Reproduce the section of the Disney passage between "Havard, C. T." and "(12th ed.). Cengage.", inclusive.

--- TEXT PASSAGE Enclosed Below ---

Based on the family media and entertainment industry situation, Disney today threatens to lose its advantage in the theme park section. However, their opportunities to enhance studio production of animated films, online presence, and expand the consumer products line have grown over the last few years (Havard, 2020). Consequently, Disney’s strategic management internal inputs are now adjusted to improve the performance in the strength sections.
The company uses its value and reputation earned through the history of high-quality products and well-known brands to get contracts with new studios and manufacturers to expand the range of products. Furthermore, the company invests in innovative assets to help the industries develop novel opportunities, such as 3D animation and machine learning in manufacturing (Havard, 2020). Disney’s capabilities are specifically strong in the distribution and marketing areas because of the brand’s high recognition and authority. Based on the history and the company’s best products, the core competencies are quality of service, strong leadership, and excellence in customer experiences (Griffin et al., 2018). These internal management inputs inform the executives and help develop strategies aligned with Disney’s mission to entertain and inspire people worldwide through storytelling, innovation, and creativity (The Walt Disney Company, n.d.). Each aspect impacts the company’s strategy, helping it maintain leadership positions even in times of uncertainty.
The Walt Disney Company is an example of an industry leader who continuously observes and analyzes the external environment to timely address new trends and changes. Besides, Disney’s presence in animation, theme parks, and consumer products markets profoundly impacts its competitiveness forcing the other firms to strive for the same level of excellence. Strategic management internal inputs correlate with the company’s mission and the value it displays; therefore, the decision-making inside of it is being performed based on the core competencies and available recourses.
References
Fortune. (2021). Fortune 500: Walt Disney.
Griffin, M., Learmonth, M., & Piper, N. (2018). Organizational readiness: Culturally mediated learning through Disney animation. Academy of Management Learning & Education, 17(1), 4-23.
Havard, C. T. (2020). Disney vs. Comcast: Lessons learned from the corporate rivalry. Graziadio Business Review, 23(1).
Hitt, M. A., Duane Ireland, R., & Hoskisson, R. E. (2017). Strategic management: Competitiveness & globalization: Concepts and cases (12th ed.). Cengage.
Lozano, R. (2018). Sustainable business models: Providing a more holistic perspective. Business Strategy and the Environment, 27(8), 1159-1166.
The Walt Disney Company. (n.d.) About the Walt Disney Company.

--- End of Enclosed TEXT PASSAGE ---
--- THE DATA Enclosed Below ---

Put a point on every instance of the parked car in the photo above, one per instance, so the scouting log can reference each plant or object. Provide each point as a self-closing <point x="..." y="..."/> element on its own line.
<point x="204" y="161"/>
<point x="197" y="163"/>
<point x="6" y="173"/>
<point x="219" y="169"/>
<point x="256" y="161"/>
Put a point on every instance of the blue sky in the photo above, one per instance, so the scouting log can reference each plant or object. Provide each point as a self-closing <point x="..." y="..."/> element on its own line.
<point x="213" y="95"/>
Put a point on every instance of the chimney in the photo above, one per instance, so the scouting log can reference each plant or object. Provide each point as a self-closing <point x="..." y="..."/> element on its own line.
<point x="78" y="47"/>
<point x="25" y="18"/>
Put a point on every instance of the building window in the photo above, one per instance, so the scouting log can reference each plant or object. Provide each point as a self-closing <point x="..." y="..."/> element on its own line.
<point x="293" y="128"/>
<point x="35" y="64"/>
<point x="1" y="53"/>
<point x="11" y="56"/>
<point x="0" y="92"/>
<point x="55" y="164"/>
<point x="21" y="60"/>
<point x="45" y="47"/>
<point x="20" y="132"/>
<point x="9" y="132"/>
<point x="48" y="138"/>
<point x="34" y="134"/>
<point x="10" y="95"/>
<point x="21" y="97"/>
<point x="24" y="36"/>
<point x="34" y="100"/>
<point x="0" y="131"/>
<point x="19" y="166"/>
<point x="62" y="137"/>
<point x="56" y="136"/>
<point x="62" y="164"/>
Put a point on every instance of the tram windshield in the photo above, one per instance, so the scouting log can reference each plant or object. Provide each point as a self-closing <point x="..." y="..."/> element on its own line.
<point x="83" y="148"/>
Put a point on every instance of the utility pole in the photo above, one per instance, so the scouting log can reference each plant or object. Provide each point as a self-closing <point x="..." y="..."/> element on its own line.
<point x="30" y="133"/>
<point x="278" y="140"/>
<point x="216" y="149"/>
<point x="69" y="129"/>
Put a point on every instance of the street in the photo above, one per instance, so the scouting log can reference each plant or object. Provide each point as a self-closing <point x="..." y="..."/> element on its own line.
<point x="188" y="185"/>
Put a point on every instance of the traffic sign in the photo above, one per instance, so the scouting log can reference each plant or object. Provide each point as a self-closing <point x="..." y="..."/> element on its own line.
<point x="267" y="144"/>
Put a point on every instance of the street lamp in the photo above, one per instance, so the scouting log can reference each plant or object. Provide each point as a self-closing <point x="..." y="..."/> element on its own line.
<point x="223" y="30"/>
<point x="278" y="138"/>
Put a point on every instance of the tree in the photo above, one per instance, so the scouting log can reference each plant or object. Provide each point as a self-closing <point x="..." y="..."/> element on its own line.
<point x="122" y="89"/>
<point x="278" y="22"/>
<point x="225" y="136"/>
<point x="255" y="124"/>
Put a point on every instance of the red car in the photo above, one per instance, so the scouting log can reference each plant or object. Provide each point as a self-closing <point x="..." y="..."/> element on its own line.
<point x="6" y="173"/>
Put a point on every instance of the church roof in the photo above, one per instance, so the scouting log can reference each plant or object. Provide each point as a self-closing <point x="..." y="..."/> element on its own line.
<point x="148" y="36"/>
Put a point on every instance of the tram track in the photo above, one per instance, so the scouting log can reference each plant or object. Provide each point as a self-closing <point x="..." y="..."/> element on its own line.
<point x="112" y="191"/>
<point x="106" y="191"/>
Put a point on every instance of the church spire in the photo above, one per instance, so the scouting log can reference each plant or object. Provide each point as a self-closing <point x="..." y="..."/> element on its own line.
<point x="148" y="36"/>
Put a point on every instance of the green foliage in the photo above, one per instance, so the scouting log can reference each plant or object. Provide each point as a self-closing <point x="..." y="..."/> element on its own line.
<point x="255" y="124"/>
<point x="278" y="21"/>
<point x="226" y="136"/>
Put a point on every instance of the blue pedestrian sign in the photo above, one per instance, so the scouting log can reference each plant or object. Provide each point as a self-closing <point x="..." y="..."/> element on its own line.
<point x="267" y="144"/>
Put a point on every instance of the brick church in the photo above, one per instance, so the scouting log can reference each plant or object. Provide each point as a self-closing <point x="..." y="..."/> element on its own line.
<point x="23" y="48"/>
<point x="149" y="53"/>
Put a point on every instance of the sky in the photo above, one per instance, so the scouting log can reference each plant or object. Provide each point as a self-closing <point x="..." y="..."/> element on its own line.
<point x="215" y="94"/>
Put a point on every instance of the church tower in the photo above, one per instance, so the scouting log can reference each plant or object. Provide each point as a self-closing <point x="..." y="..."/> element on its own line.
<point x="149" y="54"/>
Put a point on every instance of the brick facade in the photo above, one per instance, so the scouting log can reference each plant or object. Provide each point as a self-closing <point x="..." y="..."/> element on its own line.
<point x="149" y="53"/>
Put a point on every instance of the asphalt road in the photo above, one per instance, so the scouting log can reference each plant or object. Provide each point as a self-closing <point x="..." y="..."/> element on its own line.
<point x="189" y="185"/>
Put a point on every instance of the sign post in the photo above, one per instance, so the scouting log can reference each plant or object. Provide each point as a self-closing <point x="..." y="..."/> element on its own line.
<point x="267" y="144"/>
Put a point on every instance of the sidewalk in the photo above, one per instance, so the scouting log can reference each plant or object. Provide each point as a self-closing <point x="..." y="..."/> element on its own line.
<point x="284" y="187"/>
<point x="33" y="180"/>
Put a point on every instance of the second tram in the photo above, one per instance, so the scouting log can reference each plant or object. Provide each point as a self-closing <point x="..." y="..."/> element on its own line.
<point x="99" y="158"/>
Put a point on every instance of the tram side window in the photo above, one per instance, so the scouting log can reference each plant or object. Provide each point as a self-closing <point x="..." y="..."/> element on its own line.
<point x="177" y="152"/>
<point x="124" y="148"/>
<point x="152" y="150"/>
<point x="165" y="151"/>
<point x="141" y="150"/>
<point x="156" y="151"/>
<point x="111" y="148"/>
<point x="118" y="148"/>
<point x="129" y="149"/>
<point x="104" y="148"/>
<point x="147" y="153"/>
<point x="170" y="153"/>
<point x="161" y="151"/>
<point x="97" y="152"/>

--- End of Enclosed THE DATA ---

• _RESPONSE TO THIS TASK_
Havard, C. T. (2020). Disney vs. Comcast: Lessons learned from the corporate rivalry. Graziadio Business Review, 23(1).
Hitt, M. A., Duane Ireland, R., & Hoskisson, R. E. (2017). Strategic management: Competitiveness & globalization: Concepts and cases (12th ed.). Cengage.